▸ Исходный текст
———
По-видимому, это и есть причина успеха Голдинга в России. Из пессимистического заключения насчет человеческой природы достаточно легко вычитывается вполне консервативный посыл: человек — дитя малое, неразумное, его ни в коем случае нельзя предоставлять самому себе, иначе натворит бед. У Голдинга мысль о том, «как темна человеческая душа», тесно связана с протестантской традицией критической интроспекции: по его утверждению, он понимает нацистов потому, что «сам той же природы», и голдинговское недоверие к человеческой природе подразумевало в первую очередь недоверие к себе. Протестантский страх перед метафизической реальностью зла порой принимал у Голдинга трагикомические формы — как тогда, когда он в приступе белой горячки разорвал игрушечного Боба Дилана, приняв куклу за дьявола; несколько десятилетий спустя, когда Боб Дилан вслед за Голдингом получит Нобелевскую премию по литературе, российская интеллигенция в здравом уме и трезвой памяти будет пытаться устроить коллективный экзорцизм в соцсетях, спасая мировую литературу от грехопадения. Хотя с точки зрения здравого смысла, кому какое дело до предпочтений частной фирмы, не тратящей на премии ни цента из денег граждан, тем более наших?
———
▸ Исходные записи
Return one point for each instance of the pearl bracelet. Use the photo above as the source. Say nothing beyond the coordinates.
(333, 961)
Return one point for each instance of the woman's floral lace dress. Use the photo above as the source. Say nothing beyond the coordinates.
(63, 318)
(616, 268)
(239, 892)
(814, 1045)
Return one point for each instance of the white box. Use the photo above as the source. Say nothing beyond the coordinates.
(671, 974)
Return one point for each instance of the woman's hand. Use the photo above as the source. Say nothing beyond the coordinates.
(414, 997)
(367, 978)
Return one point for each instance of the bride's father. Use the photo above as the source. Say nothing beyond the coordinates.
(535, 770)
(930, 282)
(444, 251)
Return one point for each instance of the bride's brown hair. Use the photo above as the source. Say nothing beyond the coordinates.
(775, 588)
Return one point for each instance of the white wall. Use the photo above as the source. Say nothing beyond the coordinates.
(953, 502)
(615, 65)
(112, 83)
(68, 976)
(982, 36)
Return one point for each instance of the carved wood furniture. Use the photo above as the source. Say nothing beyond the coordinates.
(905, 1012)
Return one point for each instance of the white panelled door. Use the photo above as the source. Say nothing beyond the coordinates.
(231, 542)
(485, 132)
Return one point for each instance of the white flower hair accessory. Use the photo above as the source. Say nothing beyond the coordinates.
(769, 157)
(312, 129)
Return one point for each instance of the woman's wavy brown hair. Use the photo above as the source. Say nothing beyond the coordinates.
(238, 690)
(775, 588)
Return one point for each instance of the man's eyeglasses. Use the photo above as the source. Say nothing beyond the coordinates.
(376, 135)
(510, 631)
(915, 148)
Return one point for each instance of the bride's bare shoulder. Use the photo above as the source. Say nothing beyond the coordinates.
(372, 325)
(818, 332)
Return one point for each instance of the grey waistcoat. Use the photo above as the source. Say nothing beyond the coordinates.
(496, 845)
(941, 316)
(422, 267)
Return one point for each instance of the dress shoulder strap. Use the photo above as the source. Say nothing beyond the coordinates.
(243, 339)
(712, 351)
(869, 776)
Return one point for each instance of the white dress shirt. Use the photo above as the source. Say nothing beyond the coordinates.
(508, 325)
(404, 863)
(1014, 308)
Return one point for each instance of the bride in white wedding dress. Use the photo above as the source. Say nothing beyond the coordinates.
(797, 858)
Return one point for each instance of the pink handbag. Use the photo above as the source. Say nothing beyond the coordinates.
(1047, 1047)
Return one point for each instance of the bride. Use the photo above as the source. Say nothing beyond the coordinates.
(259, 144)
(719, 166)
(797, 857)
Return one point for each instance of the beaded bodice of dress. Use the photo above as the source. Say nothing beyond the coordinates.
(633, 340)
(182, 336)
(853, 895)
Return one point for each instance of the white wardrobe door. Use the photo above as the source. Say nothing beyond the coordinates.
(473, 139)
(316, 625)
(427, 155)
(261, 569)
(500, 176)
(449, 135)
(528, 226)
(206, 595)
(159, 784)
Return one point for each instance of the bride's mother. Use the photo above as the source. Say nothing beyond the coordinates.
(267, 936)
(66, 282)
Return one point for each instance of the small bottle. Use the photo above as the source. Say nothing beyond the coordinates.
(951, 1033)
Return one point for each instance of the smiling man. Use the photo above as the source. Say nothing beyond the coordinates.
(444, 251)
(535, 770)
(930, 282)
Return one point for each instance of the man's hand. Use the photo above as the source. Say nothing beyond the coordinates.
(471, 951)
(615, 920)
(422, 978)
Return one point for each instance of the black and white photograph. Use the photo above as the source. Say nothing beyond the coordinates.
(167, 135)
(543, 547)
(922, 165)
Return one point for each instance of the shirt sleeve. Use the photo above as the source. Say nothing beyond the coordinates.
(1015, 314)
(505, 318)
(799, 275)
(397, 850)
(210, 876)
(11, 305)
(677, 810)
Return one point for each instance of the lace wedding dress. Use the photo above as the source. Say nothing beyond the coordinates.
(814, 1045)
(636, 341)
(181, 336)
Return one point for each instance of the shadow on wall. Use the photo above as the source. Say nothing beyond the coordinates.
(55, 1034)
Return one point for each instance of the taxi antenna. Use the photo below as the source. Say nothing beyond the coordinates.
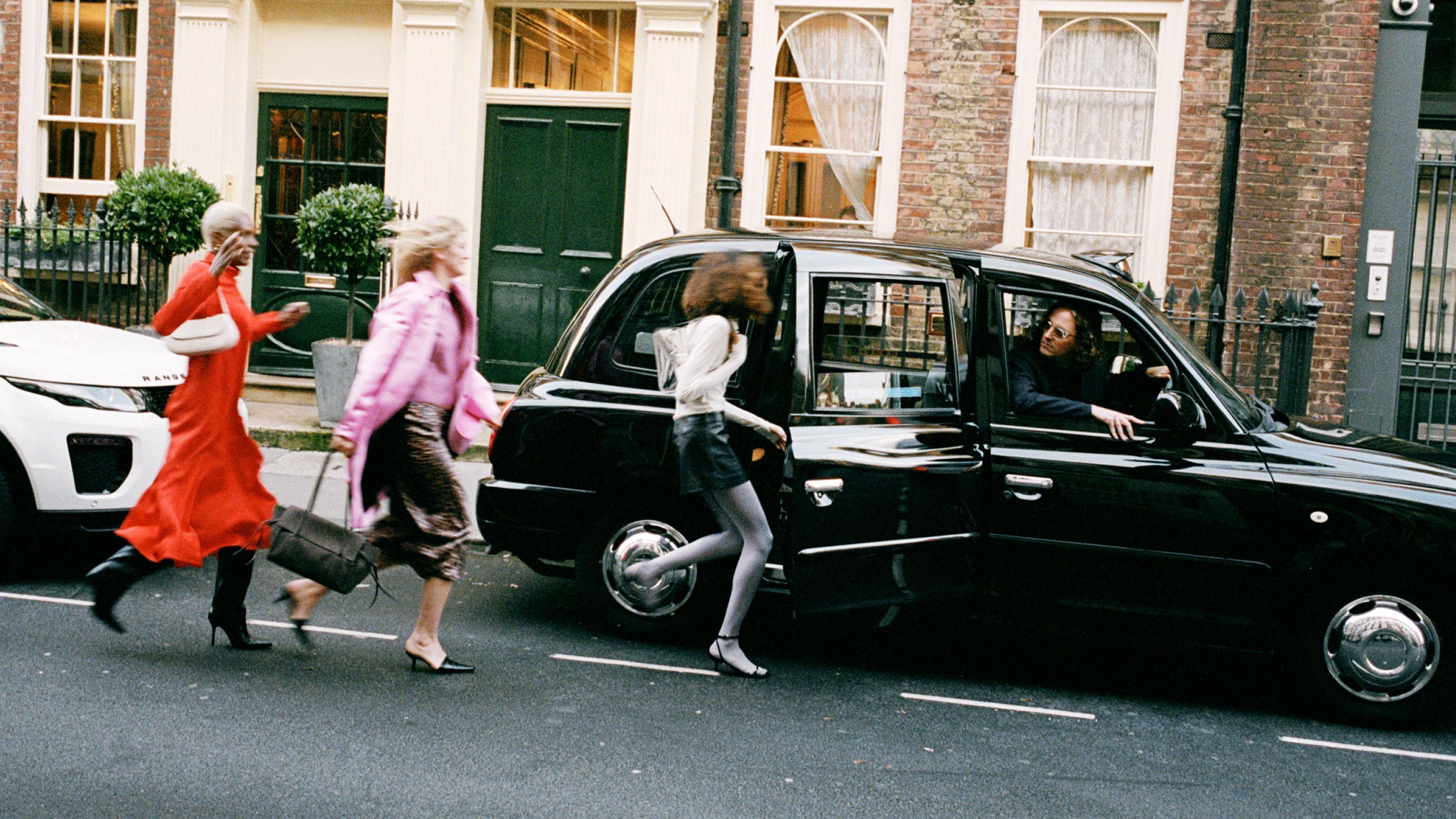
———
▸ Что нужно сделать
1. Какие словосочетания со словом «природа» в любой форме есть в тексте о Голдинге? Перечислите все.
2. Продолжите текст о Голдинге, начав сразу после его последнего предложения.

▸ Ответы к заданиям
1.
человеческой природы
той же природы
человеческой природе

2.
Консервативный посыл Голдинга — скепсис в отношении человеческой природы и прогресса — на российской почве трансформируется в охранительный, в неявное, а затем и явное «тащить и не пущать», в желание примерить на себя роль элитарного защитника культуры и порядка от хаоса. Ибо все хотят видеть себя Ральфами, кому же хочется заподозрить в себе Джека? Гершензоновский дискурс необходимости спасать хрупкую цивилизацию от страшного варварского «народа» транслировался либеральной публицистикой на протяжении трех постсоветских десятилетий; идея о том, что свободные выборы непременно приведут к власти кровавую тоталитарную диктатуру, владела умами безраздельно до последних лет. Говорят, в новой версии спектакля Льва Додина, 2009 года, финал отягощен режиссерской новацией — объявившийся спаситель снимает шлем и оказывается... Джеком. Тем самым, от которого Ральф пытался убежать. Что это, как не констатация разочарования в гершензонианстве? Вряд ли возможна лучшая иллюстрация того, как воспринимается в России сюжет «Повелителя мух».
Остается ждать постмодернистского фанфика, в котором окажется, что никакой мировой войны не было, а вся история с детьми на необитаемом острове была циничным проектом политтехнологов, призванным доказать вред демократии.